▶ [Records]:
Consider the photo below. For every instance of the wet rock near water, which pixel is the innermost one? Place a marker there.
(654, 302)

---

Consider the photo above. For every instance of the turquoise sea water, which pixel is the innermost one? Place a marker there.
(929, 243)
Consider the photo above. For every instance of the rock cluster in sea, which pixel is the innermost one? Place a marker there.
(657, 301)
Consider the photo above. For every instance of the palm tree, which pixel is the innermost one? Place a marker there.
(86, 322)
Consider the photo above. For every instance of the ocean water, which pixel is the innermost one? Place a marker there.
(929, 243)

▶ [Task]: How many lines in the records above contain the string "rock", with case counting? Give only the number.

▶ [Task solution]: 2